══ DOCUMENT EXTRACT

Tuesday, 23 December 2014

Prinny's Seaside Palace

The Royal Pavilion, Brighton, the classic view - of the back!
Way back in 1750, Doctor Russell, a medical practitioner in Lewes, Sussex, published his Dissertation on Use of Sea Water in the Diseases of the Glands, in which he lauded the medicinal benefits of bathing in sea water. Indeed, he was so impressed with sea water that he even encouraged people to drink it.  This was some years before the birth of a son to King George III and Queen Charlotte, a son who was also christened George.

The young George, Prince of Wales, grew to enjoy an extravagant lifestyle, filled with horse racing and gambling, eating and drinking, dancing and the theatre.  By the age of 21, in 1783, he was already starting to suffer ill-health, probably a result of his way of life, and he was recommended by his physician to take the waters at Brighton, which was fast becoming a very fashionable town. 

The banqueting room.  The chandelier is 30 feet high and weighs one ton.
George - or Prinny, as he is often called - fell in love.  With Brighton and its fashionable society, its horse racing on the Downs, the meeting rooms.  And with the twice-widowed Maria Fitzherbert, whom he married both secretly an illegally. Although Prinny and Maria considered themselves married, they lived in separate houses when in Brighton - which was much of the time.  Maria lived in Steine House overlooking the Steine, the area previously used by fishermen for drying their nets which had, by then, become a fashionable promenading place.  Prinny rented a farmhouse just to the north of the Steine.  Presumably he bought this house because when in 1787 the House of Commons agreed to clear his debts and increase his income, George began to transform his Brighton farmhouse into an elegant modest villa, the Marine Pavilion.

════
══ SUPPLIED MATERIAL

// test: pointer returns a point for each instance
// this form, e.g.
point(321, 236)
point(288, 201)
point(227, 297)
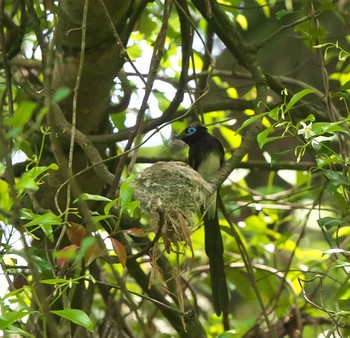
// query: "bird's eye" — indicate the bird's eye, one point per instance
point(191, 130)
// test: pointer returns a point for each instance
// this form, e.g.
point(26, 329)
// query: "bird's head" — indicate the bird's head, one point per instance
point(192, 133)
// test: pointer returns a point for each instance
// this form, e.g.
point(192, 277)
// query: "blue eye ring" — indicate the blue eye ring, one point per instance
point(191, 130)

════

ASSIGNMENT:
Using the text on the Royal Pavilion, decide whether each statement agrees with it. Answer yes or no for each and quote the words from the text that decide it.
1. Doctor Russell urged people to drink sea water.
2. Prinny and Maria Fitzherbert shared one house while in Brighton.
3. The chandelier in the banqueting room weighs two tons.
You can leave the rows aside; they aren't needed for this work.

SOLUTION FOR THIS PROBLEM:
1. Yes: "he even encouraged people to drink it."
2. No: "they lived in separate houses when in Brighton"
3. No: "weighs one ton."